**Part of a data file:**
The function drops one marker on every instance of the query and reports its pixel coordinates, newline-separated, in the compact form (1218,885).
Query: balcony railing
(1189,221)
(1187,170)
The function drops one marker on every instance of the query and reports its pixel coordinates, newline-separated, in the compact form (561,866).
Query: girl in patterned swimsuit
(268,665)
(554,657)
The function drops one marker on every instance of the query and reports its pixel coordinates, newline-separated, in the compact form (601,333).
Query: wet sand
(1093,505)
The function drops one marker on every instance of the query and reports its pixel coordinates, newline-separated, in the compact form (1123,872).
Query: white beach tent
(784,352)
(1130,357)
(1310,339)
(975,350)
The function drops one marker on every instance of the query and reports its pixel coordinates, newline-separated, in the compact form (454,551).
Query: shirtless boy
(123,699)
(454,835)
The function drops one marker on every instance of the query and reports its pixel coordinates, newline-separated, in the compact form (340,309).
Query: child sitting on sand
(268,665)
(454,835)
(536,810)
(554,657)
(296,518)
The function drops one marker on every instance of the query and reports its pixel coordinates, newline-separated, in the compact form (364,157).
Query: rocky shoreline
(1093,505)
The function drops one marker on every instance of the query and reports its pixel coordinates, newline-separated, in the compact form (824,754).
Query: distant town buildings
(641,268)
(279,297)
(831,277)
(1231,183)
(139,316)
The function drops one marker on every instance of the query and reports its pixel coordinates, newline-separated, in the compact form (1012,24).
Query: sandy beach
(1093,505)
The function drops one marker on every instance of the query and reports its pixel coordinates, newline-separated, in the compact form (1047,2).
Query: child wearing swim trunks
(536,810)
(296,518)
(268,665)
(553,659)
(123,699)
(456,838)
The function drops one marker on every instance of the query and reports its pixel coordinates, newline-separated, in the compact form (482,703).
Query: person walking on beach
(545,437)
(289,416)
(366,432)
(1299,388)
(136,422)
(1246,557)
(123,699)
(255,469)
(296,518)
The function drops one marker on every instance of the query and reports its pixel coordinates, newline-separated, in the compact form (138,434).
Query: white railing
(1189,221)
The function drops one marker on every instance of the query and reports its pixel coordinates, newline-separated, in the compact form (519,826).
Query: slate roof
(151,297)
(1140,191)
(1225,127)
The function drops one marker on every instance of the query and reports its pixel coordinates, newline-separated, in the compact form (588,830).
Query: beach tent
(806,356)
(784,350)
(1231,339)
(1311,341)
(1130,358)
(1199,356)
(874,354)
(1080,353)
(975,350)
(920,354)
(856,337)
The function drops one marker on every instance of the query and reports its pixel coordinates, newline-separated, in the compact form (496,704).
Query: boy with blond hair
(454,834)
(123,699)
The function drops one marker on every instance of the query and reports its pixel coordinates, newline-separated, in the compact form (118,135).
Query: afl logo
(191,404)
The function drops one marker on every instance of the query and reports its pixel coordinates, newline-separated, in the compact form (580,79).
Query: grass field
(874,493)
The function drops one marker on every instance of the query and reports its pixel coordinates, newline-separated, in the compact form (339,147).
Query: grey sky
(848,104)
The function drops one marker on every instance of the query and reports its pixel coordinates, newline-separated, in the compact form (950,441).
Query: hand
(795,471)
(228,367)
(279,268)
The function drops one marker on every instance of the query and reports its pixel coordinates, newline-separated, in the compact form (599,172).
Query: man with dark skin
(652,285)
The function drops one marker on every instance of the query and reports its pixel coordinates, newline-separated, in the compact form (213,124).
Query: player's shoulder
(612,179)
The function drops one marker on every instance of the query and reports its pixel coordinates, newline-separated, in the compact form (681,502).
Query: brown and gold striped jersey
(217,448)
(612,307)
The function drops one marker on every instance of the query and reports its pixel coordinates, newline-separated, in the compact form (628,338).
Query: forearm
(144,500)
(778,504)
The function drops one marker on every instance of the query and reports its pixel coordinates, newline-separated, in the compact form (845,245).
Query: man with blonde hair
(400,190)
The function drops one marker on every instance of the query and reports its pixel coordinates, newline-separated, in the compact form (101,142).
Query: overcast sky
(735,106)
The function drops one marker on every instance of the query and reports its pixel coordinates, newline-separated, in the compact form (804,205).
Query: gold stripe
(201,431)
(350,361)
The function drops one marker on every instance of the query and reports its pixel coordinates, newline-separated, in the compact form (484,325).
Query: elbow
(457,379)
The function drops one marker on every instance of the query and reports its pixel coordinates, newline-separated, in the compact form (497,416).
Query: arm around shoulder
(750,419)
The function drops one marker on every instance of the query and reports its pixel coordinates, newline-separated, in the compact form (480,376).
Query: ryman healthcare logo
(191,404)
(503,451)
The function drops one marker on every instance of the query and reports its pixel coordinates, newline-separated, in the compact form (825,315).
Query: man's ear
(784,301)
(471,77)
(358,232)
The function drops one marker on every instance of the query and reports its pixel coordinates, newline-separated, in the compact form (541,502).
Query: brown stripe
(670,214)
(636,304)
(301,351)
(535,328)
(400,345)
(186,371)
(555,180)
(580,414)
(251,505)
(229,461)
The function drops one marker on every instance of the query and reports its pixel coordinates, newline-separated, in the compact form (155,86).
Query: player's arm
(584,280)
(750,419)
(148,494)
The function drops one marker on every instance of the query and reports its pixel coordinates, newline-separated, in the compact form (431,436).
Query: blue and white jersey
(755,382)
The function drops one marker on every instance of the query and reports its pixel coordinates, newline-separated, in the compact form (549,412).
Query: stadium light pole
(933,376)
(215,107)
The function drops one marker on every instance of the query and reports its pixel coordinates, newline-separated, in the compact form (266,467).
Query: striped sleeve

**Problem statement:** Write the entries again, exactly as they stand.

**Result of the exercise:**
The function drops one marker on every instance of the query and reports its pixel coordinates, newline-separated, in the compact form (1218,885).
Query: balcony railing
(1189,221)
(1187,170)
The function drops one marker on every instance of the query and reports its pixel coordinates, newline-separated, in the compact form (561,866).
Query: girl in patterned swimsuit
(268,665)
(554,657)
The function drops one marker on every instance of the query and reports its pixel coordinates, newline-separated, in the compact form (601,333).
Query: wet sand
(1093,505)
The function drops one marker on every instance of the query and reports its pixel coordinates, newline-separated, in the compact form (1123,872).
Query: white beach tent
(784,352)
(1130,357)
(1310,339)
(975,350)
The function drops one marker on every instance of the query and reports its pixel coordinates, newline-separated, in the compact form (454,551).
Query: shirtless boy
(123,699)
(454,835)
The function drops one marker on every instance of the query and reports its pixel coordinates, newline-separated, in the compact form (340,309).
Query: child sitting on sand
(268,665)
(454,835)
(536,810)
(554,657)
(296,518)
The function drops one marker on every instance of the query and reports its pixel coordinates, newline-separated, in the compact form (364,157).
Query: rocky shoreline
(1093,505)
The function drops one marker on every instance of the query and reports its pixel coordinates, newline-separated, in the compact form (824,754).
Query: distant town buildings
(641,268)
(279,297)
(831,277)
(1231,183)
(139,316)
The function drops one marker on every instance of the query and reports its pixel coordinates, newline-separated, in the compact form (1012,24).
Query: sandy beach
(1093,505)
The function drops one marker on every instance of the query and reports its pixel coordinates, newline-separated, in the compact form (1047,2).
Query: child wearing swim trunks
(536,810)
(296,518)
(268,665)
(553,659)
(123,699)
(456,838)
The function drops one marker on every instance of the query and reports its pixel coordinates, newline-separated, in the compact form (482,703).
Query: person walking on beach
(545,437)
(289,416)
(366,432)
(1299,388)
(136,422)
(1246,557)
(123,699)
(255,469)
(296,518)
The function drops one marker on every instance of the query and reports its pixel coordinates, newline-separated, in the compact form (138,434).
Query: white railing
(1189,221)
The function drops one marker on every instance of the query and reports its pixel coordinates, newline-separated, in the compact form (519,826).
Query: slate roof
(151,297)
(1140,191)
(1225,127)
The function drops one marker on every instance of the query and reports its pixel coordinates, newline-separated, in the compact form (588,830).
Query: beach tent
(806,356)
(784,350)
(1231,339)
(1311,341)
(1130,358)
(1199,356)
(874,354)
(1080,353)
(975,350)
(920,354)
(856,337)
The function drops one marker on every instance of the query and reports its pixel coordinates, newline-separated, in the compact form (496,704).
Query: boy with blond hair
(454,834)
(123,699)
The function drops one marker on every instance of the query and reports its pixel coordinates, newline-separated, in the compact form (118,135).
Query: afl logo
(191,404)
The function drops one marker on every instance of the query and reports its pixel coordinates, newline-separated, in the compact form (580,79).
Query: grass field
(874,493)
The function drops one marker on every instance of the query and reports its pixel coordinates, newline-separated, in the compact form (339,147).
Query: grey sky
(848,104)
The function drops one marker on every instance of the query and reports its pixel coordinates, newline-separated, in the compact form (950,441).
Query: hand
(795,471)
(228,367)
(279,268)
The function drops one marker on every instance of the query and reports its pixel coordinates, newline-separated, in the compact form (599,172).
Query: man with dark skin
(652,285)
The function drops one marker on every instance of the query and reports its pixel coordinates, newline-separated, in the compact form (213,124).
Query: player's shoulder
(612,179)
The function drops one marker on every instance of the query and reports its pixel coordinates, newline-separated, in the compact form (681,502).
Query: brown and gold striped jersey
(217,448)
(612,307)
The function drops one marker on every instance of the query and reports its pixel coordinates, newline-separated, in the compact form (628,338).
Query: forearm
(144,500)
(778,504)
The function drops one marker on every instance of the query and reports its pixel coordinates, newline-separated, in the compact form (845,245).
Query: man with blonde hair
(400,190)
The function drops one marker on every instance of the query and reports its pixel coordinates, newline-separated, in the compact form (101,142).
Query: overcast sky
(735,106)
The function drops one marker on every instance of the query and reports its pixel coordinates, newline-separated, in the compact form (804,205).
Query: gold stripe
(201,431)
(350,361)
The function drops one marker on every instance of the query and reports its pixel coordinates, newline-separated, in the compact form (484,325).
Query: elbow
(457,379)
The function drops one marker on every instance of the query and reports its pixel coordinates, newline-separated, in the compact form (497,416).
Query: arm around shoulder
(750,419)
The function drops one marker on every instance of the query and reports its pixel coordinates, newline-separated, in the compact form (480,376).
Query: ryman healthcare logo
(191,404)
(503,451)
The function drops one marker on every instance of the query and reports its pixel coordinates, newline-separated, in the compact form (825,315).
Query: man's ear
(784,301)
(471,77)
(358,232)
The function drops one marker on every instance of the query and reports its pixel coordinates, newline-separated, in the compact form (541,502).
Query: brown stripe
(670,214)
(636,304)
(301,351)
(535,328)
(400,345)
(186,371)
(555,180)
(580,414)
(251,505)
(229,461)
The function drops one marker on every instance of the query and reports its pixel coordinates, newline-separated, in the compact form (155,86).
Query: player's arm
(584,280)
(750,419)
(148,494)
The function drops one marker on every instance of the query and reports its pixel coordinates, newline-separated, in the compact form (431,436).
Query: blue and white jersey
(755,382)
The function drops one marker on every instance of the query and reports its pixel coordinates, newline-separated, in the compact form (549,412).
Query: stadium light pole
(933,376)
(215,107)
The function drops one marker on every instance of the query and reports its pixel coordinates, newline-separated, in the compact form (266,467).
Query: striped sleeve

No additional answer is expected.